Complete the following:
(a) Decide whether each statement agrees with the parser-recovery discussion: (i) findleyr considers the idea not worth exploring; (ii) findleyr proposes fixing parser recovery first and then reevaluating; (iii) go/parser already always synchronizes to func foo. For each, answer yes or no and quote the words that decide it.
(b) Answer these questions from the parser-recovery discussion:
(i) How long ago did findleyr comment?
(ii) To which package would findleyr add very-obviously-correct synchronization?
(iii) According to josharian, to what could the region of damage be localized?
(c) Write the next part of the parser-recovery discussion, picking up after its final sentence.

Related Issues and Documentation

(Emoji vote if this was helpful or unhelpful; more detailed feedback welcome in this discussion.)

findleyr commented 2 weeks ago

I think this is an interesting idea, and worth exploring.

I'll just note that for better or worse, I almost always operate on mostly coherent syntax, due to the combination of auto-pairing delimiters and using my editor to select and operate on surrounding blocks. As a result, the type of extreme corruption you describe isn't (usually) a problem, and for me at least it would probably suffice to add some very-obviously-correct synchronization to go/parser (such as always synchronizing to func foo, which is amazingly something we don't do). Maybe I've just been trained to do this by our poor parser recovery.

I think we should fix parser recovery first, at least making the obvious improvements, and then reevaluate.

josharian commented 2 weeks ago

This would quickly localize the region of damage to a particular function, or even a block, statement, or expression within it.

Dataset excerpt:
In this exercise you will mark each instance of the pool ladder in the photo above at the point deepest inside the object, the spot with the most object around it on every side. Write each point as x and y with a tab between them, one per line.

Final results:
(a)
(i) No: "I think this is an interesting idea, and worth exploring."
(ii) Yes: "I think we should fix parser recovery first, at least making the obvious improvements, and then reevaluate."
(iii) No: "such as always synchronizing to func foo, which is amazingly something we don't do"

(b)
(i) 2 weeks ago
(ii) go/parser
(iii) A particular function, or even a block, statement, or expression within it

(c)
Unsurprisingly, I'd really love this feature. I'm apparently not as organized as @findleyr and I almost always operate in a mode in which gopls works badly for me because I have left half broken code lying around. 😅

I suspect we could do a good job with modest effort by a pre-scan of the input file from both ends that matches each paren with its partner, exploiting indentation

It's also worth mentioning that treesitter is a different approach to making a resilient parser, one with lots of miles on it and some good research papers describing it. It's unclear to me whether it would be possible to marry the ideas behind treesitter and go/parser, though.

robpike commented 2 weeks ago

PL/C did this back in the 1970s and it wasn't very successful in my experience, but with gofmt in effect telling you the block structure through redundant indentation, it might be worth another try.